* Задание *
Где, согласно воспоминаниям о Жорже, праздновали свадьбу Гены и Веры?

Аспирантура
Но вот наступила осень, и начался набор в аспирантуру. Но у Жоржа уже был аспирантом Коля Харитонов – я же его и привел к Жоржу как «студента-научника». И, пока я был в армии, он поступил в аспирантуру к Жоржу. И Жорж говорит мне: «Ну, вот такие дела. Я сейчас не могу брать ещё одного аспиранта. Но ты не волнуйся – есть место у Изабеллы Эммануиловны». Ситуация была понятной и я воспринял ее нормально. И это не вызвало у меня никакой обиды или горечи. Так я оказался в аспирантуре у Изабеллы Эммануиловны Фурмер.
Автомобиль
Однажды мы в очередной раз играли в футбол. Поскольку в это время я уже был аспирантом, сказать, в который раз мы гоняли мяч в сквере на Миусской площади, не могу – собьюсь со счета. И в это время подъезжает Жорж. Он тогда только что приобрел машину – желтенькая такая… «Жигули» 11 модели. И остановился он у Свердловского райкома партии в конце Миусской площади. Мы как раз только что закончили переодеваться после игры и кто-то, увидев идущего Жоржа, попросил: «Жорж Абрамович! Ну, покажите свою машину!». Жорж подвел нас к машине, сел за руль, завел мотор, нажал газ «до конца», и потом просто «бросил» сцепление. И «жигуленок» рванул с места как показывают в старых американских фильмах с мощными машинами – с дымком из под колес! Вот манера езды, из которой мне сразу стало понятно, почему он «Жорж-американец!». Это было даже убедительнее, чем его акцент на лекциях, из-за которого его понимали с трудом…
Жорж и барышня
Это было на свадьбе Гены и Веры. Мы сидели в ресторане гостиницы «Украина». Там зал интересный – антресоль и основной зал. Столики и внизу и вверху. Мы сидели наверху. Был, кстати, и папа Гены – Исайя. Интересно, что он выглядел иначе, чем Жорж. Жорж как-то вытянут вверх, а его брат – коренастый, и фигура «крепыша». Я ещё обратил внимание, что у него дрожала рука – это профессиональное, от постоянной работы с тракторным рычагом, он же был всю жизнь трактористом. Так вот, это было в 1971 году. Мы сидели на антресоли, рядом с барьером, и вдруг внизу появляется высокая я стройная женщина в платье с разрезом «вот отсюда». Одним словом – красотка! Я заметил ее краем глаза и, конечно, заинтересовался. И тут же с удивлением увидел, что Жорж тоже рассматривает ее, причем он даже перегнулся через барьер так, что я испугался, как бы он не упал. Я понимаю, что Жорж тогда был ещё молодой – ему и шестидесяти не было! И ничто человеческое не было ему чуждо. Но насколько это естественно и неизбежно, я осознаю только теперь…
Американская форма
Однажды мы с Генкой приехали к Жоржу на дачу. Мы были студентами и было это, вероятно, весной (в мае-июне) 1971 года. Приехали мы вдвоем, не было кроме нас с Генкой никого. Жорж в это время копался на участке. Ну, мы, естественно, предложили помощь. Жорж показал нам – вот здесь вскопать, там подравнять… А я приехал в «обычной одежде», даже чуть ли не в галстуке, и копаться в земле в ней было… Ну, неудобно! И тут Жорж дал мне свою американскую военную форму! Она у него была! Это я никогда не забуду – бриджи, куртка и военные ботинки. Особенно поразили ботинки – они были лучше тех, в которых я приехал! Вот интересно, остались они или нет? Там в подметке было то ли пять, то ли семь слоев кожи, слой на слой, я специально смотрел, суровыми нитками прошиты и по всей подошве стянуты медными скобами через 3–4 сантиметра. (Мой вопрос: «Черные?». Ответ: «Нет, светлые, коричневые!»). Конечно, все это великовато было, Жорж ростом-то был повыше меня, но я именно в этой одежке и копался в земле… Так что я точно знаю, что свою военную форму Жорж держал на даче! К тому времени для меня уже не было секретом, где Жорж провел войну, но вот так прочувствовать это буквально «на своей шкуре» было и удивительно и лестно!

* Исходные данные *
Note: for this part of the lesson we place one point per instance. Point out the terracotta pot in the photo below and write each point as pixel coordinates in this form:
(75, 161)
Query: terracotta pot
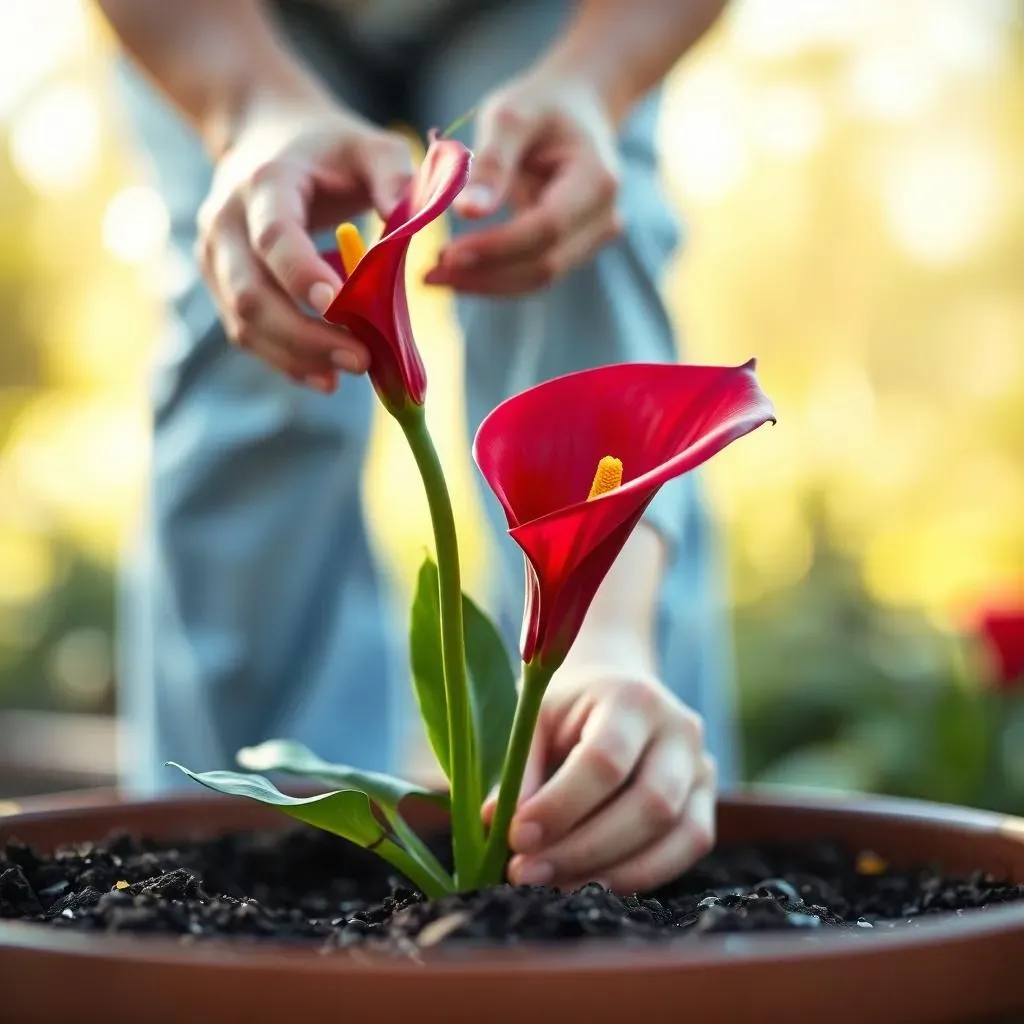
(967, 968)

* Ответ *
В ресторане гостиницы «Украина».